Work item — Scan the data, and whenever a line contains "target", copy it.

Data supplied —
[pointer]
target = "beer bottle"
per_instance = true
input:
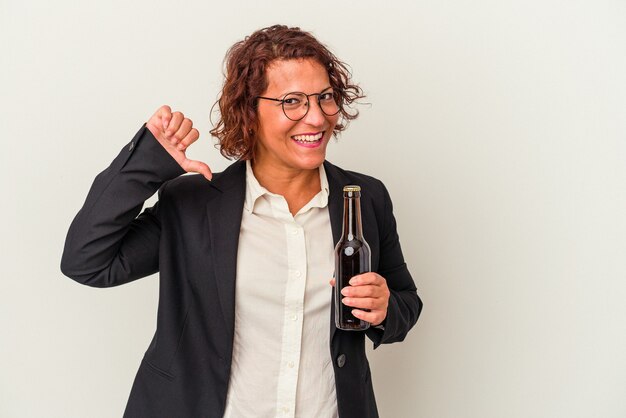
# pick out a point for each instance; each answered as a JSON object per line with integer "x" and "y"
{"x": 352, "y": 257}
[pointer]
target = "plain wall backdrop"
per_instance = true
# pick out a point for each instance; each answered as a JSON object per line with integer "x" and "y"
{"x": 498, "y": 127}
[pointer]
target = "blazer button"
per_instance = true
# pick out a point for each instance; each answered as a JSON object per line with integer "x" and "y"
{"x": 341, "y": 360}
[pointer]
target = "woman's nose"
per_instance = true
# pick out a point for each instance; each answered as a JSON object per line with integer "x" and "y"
{"x": 314, "y": 116}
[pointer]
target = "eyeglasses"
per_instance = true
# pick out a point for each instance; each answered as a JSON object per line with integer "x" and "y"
{"x": 296, "y": 105}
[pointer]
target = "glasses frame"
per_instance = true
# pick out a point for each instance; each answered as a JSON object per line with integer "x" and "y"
{"x": 308, "y": 103}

Response for this exercise —
target = "beer bottle"
target = "plain wall backdrop"
target = "blazer button"
target = "woman's nose"
target = "eyeglasses"
target = "glasses frame"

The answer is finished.